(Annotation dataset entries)
★ ★ ★

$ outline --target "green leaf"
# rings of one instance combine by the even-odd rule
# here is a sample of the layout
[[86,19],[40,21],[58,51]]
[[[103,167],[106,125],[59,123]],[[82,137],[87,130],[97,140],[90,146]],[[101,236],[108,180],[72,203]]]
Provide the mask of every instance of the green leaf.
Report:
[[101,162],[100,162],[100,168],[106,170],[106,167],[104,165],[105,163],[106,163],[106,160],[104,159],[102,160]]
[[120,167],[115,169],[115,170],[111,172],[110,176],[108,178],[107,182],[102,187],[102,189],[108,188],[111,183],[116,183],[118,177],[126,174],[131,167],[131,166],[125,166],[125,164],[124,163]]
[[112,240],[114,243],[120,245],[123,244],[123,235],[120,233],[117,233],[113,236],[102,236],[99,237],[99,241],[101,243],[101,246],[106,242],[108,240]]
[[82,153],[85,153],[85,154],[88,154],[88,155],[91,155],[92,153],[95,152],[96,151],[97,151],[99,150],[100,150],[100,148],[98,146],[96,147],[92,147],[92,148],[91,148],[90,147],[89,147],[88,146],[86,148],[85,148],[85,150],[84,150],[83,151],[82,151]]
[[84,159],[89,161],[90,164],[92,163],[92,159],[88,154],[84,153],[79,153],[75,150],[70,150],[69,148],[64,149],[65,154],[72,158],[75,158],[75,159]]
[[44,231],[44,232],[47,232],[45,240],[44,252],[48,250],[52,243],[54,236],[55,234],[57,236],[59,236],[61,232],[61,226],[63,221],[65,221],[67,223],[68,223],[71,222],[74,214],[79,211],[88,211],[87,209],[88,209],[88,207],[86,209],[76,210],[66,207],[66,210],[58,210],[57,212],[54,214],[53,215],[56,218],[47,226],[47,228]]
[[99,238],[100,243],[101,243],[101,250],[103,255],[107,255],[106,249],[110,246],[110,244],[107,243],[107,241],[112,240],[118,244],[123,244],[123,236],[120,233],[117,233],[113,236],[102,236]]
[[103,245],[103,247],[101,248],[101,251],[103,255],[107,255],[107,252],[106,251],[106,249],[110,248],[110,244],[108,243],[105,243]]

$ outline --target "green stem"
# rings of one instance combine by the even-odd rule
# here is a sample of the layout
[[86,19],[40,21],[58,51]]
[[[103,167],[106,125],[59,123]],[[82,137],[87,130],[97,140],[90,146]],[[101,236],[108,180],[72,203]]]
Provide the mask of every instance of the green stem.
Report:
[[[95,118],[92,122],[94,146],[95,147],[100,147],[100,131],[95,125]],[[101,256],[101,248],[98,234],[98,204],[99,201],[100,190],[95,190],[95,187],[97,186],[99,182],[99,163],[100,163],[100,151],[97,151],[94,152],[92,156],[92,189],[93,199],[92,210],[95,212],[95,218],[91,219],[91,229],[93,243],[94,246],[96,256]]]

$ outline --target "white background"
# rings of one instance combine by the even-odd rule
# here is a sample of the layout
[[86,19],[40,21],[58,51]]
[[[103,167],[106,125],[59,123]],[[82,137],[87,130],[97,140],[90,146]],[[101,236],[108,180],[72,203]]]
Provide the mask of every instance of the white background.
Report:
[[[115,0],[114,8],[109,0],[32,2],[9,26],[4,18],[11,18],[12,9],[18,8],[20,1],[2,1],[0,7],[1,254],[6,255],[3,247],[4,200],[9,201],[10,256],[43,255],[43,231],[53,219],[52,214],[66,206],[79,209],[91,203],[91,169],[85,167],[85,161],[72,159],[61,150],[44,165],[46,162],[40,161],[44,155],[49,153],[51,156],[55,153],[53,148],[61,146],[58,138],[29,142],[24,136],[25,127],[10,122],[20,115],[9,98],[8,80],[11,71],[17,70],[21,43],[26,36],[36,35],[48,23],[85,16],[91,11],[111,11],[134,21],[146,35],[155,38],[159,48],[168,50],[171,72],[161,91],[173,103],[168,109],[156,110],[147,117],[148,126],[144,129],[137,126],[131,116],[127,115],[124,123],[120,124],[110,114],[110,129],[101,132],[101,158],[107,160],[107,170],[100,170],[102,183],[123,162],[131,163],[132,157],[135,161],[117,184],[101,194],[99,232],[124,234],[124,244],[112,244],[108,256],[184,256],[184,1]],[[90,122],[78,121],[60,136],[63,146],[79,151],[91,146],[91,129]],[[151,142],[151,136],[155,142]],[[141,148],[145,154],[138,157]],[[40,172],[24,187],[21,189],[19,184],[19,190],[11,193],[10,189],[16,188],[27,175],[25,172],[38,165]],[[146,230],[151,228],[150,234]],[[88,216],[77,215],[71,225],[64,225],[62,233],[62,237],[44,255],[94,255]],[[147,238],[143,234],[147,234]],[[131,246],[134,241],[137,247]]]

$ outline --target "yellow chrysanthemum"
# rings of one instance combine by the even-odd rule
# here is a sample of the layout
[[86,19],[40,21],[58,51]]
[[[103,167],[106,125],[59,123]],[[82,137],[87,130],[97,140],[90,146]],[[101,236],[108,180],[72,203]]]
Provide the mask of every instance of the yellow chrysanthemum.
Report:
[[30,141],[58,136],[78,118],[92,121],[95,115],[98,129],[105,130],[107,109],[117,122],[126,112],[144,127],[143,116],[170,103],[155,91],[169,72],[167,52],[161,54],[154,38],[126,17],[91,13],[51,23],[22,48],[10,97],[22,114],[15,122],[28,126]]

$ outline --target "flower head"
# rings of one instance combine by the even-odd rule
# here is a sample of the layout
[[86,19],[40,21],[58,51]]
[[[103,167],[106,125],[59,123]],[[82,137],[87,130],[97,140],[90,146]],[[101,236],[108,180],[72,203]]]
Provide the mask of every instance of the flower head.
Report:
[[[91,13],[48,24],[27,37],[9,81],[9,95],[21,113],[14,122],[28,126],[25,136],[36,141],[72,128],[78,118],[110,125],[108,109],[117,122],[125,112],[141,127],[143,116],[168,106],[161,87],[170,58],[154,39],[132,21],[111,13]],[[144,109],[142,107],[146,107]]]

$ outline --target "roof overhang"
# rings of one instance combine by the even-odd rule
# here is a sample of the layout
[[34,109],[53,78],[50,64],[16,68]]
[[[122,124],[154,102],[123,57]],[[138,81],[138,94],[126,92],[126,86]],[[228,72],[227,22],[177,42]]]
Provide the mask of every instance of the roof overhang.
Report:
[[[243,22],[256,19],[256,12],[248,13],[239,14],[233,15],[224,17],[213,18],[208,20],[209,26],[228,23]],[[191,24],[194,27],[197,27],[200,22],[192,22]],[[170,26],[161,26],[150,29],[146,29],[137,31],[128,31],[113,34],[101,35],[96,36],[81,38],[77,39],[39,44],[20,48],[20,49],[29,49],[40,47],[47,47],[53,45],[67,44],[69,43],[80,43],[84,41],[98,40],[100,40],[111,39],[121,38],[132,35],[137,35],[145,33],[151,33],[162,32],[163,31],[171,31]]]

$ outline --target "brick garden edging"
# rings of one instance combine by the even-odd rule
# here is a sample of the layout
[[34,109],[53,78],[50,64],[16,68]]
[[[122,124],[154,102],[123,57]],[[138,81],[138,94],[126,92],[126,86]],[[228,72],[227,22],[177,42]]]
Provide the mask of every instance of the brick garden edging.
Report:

★ ★ ★

Return every line exactly.

$ outline --target "green leaf"
# rings of one instance combine by the even-odd rule
# here is a sample of the layout
[[86,19],[40,21],[58,51]]
[[[103,167],[106,125],[59,123]],[[82,137],[87,130],[97,140],[90,146]],[[101,236],[108,180],[72,203]]]
Provide the mask of every instance of the green leaf.
Report:
[[101,162],[100,162],[100,168],[106,170],[106,167],[104,165],[105,163],[106,163],[106,160],[104,159],[102,160]]
[[120,167],[115,169],[115,170],[111,172],[110,176],[108,178],[107,182],[102,187],[102,189],[108,188],[111,183],[116,183],[118,177],[126,174],[131,167],[131,166],[125,166],[125,164],[124,163]]
[[112,240],[114,243],[120,245],[123,244],[123,235],[120,233],[117,233],[113,236],[102,236],[99,237],[99,241],[101,243],[101,246],[106,242],[108,240]]
[[82,153],[85,153],[85,154],[88,154],[88,155],[91,155],[92,153],[95,152],[96,151],[97,151],[99,150],[100,150],[100,148],[98,146],[96,147],[92,147],[92,148],[91,148],[90,147],[89,147],[88,146],[86,148],[85,148],[85,150],[84,150],[83,151],[82,151]]
[[84,159],[89,161],[90,164],[92,163],[92,159],[88,154],[84,153],[79,153],[75,150],[70,150],[69,148],[64,149],[65,154],[72,158],[75,158],[75,159]]
[[44,231],[44,232],[47,232],[45,240],[44,252],[48,250],[52,243],[54,236],[55,234],[57,236],[59,236],[61,232],[61,226],[63,221],[65,221],[67,223],[68,223],[71,222],[74,214],[79,211],[88,211],[87,209],[88,209],[88,207],[86,209],[76,210],[66,207],[66,210],[58,210],[57,212],[54,214],[53,215],[56,218],[47,226],[47,228]]
[[99,238],[100,243],[101,243],[101,250],[103,255],[107,255],[106,249],[110,246],[110,244],[107,243],[107,241],[112,240],[118,244],[123,244],[123,236],[120,233],[117,233],[113,236],[102,236]]
[[103,245],[103,247],[101,248],[101,251],[103,255],[107,255],[107,252],[106,251],[106,249],[110,248],[110,244],[108,243],[105,243]]

$ outline --target "green stem"
# rings of one instance combine by the even-odd rule
# here is a sample of the layout
[[86,19],[40,21],[58,51]]
[[[103,167],[106,125],[59,123]],[[82,137],[87,130],[97,140],[90,146]],[[101,236],[108,180],[72,203]]]
Provide the mask of every instance of the green stem.
Report:
[[[95,118],[92,122],[94,146],[95,147],[100,147],[100,131],[95,125]],[[101,256],[101,248],[98,234],[98,204],[99,201],[100,190],[95,190],[95,187],[97,186],[99,182],[99,163],[100,163],[100,151],[97,151],[94,152],[92,156],[92,189],[93,199],[92,210],[95,212],[95,218],[91,219],[91,229],[93,243],[94,246],[96,256]]]

$ outline --target "white background"
# rings of one instance combine by the even-odd rule
# here is a sample of the layout
[[86,19],[40,21],[58,51]]
[[[103,167],[106,125],[59,123]],[[82,137],[87,130],[97,140],[90,146]],[[101,236],[108,180],[72,203]]]
Provide the mask of every instance of the white background.
Report:
[[[115,0],[114,8],[109,0],[32,2],[9,26],[4,18],[11,18],[12,9],[18,8],[20,1],[2,1],[0,7],[1,254],[6,255],[3,247],[4,200],[9,201],[10,256],[43,255],[43,231],[53,219],[52,214],[66,206],[79,209],[91,203],[91,169],[85,167],[85,161],[72,159],[61,150],[44,165],[46,162],[40,161],[44,155],[49,153],[51,156],[55,153],[53,148],[61,146],[58,138],[29,142],[24,136],[25,127],[10,122],[20,115],[9,98],[8,80],[11,71],[17,70],[21,43],[26,36],[36,35],[48,23],[85,16],[91,11],[111,11],[134,21],[146,35],[155,38],[159,48],[168,50],[171,72],[161,91],[173,103],[168,109],[156,110],[147,117],[148,126],[144,129],[137,126],[131,116],[127,115],[124,123],[120,124],[110,114],[110,129],[101,132],[101,158],[107,160],[107,170],[100,170],[102,183],[123,162],[131,163],[132,157],[135,161],[117,184],[101,194],[99,232],[124,234],[124,244],[112,244],[108,256],[184,256],[184,1]],[[90,122],[78,121],[60,136],[63,146],[79,151],[91,146],[91,129]],[[151,142],[151,136],[155,142]],[[141,148],[145,154],[138,157]],[[40,172],[24,187],[21,189],[19,184],[19,190],[11,193],[10,189],[16,188],[27,175],[25,172],[38,165]],[[146,230],[151,228],[150,234]],[[88,216],[77,215],[71,225],[64,225],[62,233],[62,237],[44,255],[94,255]],[[147,238],[143,234],[147,234]],[[131,246],[134,241],[137,247]]]

$ outline --target "yellow chrysanthemum"
# rings of one instance combine by the even-odd rule
# here is a sample of the layout
[[86,19],[40,21],[58,51]]
[[[103,167],[106,125],[59,123]],[[82,137],[87,130],[97,140],[90,146]],[[101,236],[108,180],[72,203]]]
Provide the mask of every instance of the yellow chrysanthemum.
Report:
[[30,141],[58,136],[78,118],[92,121],[95,115],[98,129],[105,130],[107,109],[117,122],[126,112],[144,127],[143,116],[170,103],[155,91],[169,72],[167,52],[161,54],[154,38],[126,17],[91,13],[51,23],[22,48],[10,97],[22,114],[15,122],[28,126]]

$ outline --target "flower head"
# rings of one instance combine by the even-odd rule
# here is a sample of the layout
[[86,19],[40,21],[58,51]]
[[[103,167],[106,125],[59,123]],[[82,137],[87,130],[97,140],[90,146]],[[101,236],[108,180],[72,203]]]
Provide the mask of every instance of the flower head.
Report:
[[[91,13],[48,24],[27,37],[9,81],[9,95],[21,113],[14,122],[28,126],[25,136],[36,141],[72,128],[78,118],[110,125],[108,109],[117,122],[125,112],[141,127],[143,116],[168,106],[161,87],[170,58],[154,39],[132,21],[111,13]],[[144,109],[142,107],[146,107]]]

$ outline --target "roof overhang"
# rings of one instance combine by the even-odd rule
# here is a sample of the layout
[[34,109],[53,78],[50,64],[16,68]]
[[[122,124],[154,102],[123,57]],[[138,81],[138,94],[126,92],[126,86]],[[228,72],[227,22],[177,42]]]
Provide the mask of every instance of the roof overhang.
Report:
[[[243,22],[256,19],[256,12],[248,13],[239,14],[233,15],[224,17],[213,18],[208,20],[209,26],[228,23]],[[191,24],[194,27],[197,27],[200,22],[192,22]],[[170,26],[161,26],[150,29],[146,29],[137,31],[128,31],[113,34],[101,35],[96,36],[81,38],[77,39],[39,44],[20,48],[20,49],[29,49],[40,47],[47,47],[53,45],[67,44],[69,43],[80,43],[84,41],[98,40],[100,40],[111,39],[121,38],[132,35],[137,35],[145,33],[151,33],[162,32],[163,31],[171,31]]]

$ outline --target "brick garden edging"
# rings of one instance combine by the even-odd rule
# here is a sample of the layout
[[34,109],[53,78],[50,64],[16,68]]
[[[122,124],[154,102],[123,57]],[[138,81],[138,94],[126,92],[126,86]],[[228,72],[227,22],[177,42]]]
Provide the mask of every instance of the brick garden edging.
Report:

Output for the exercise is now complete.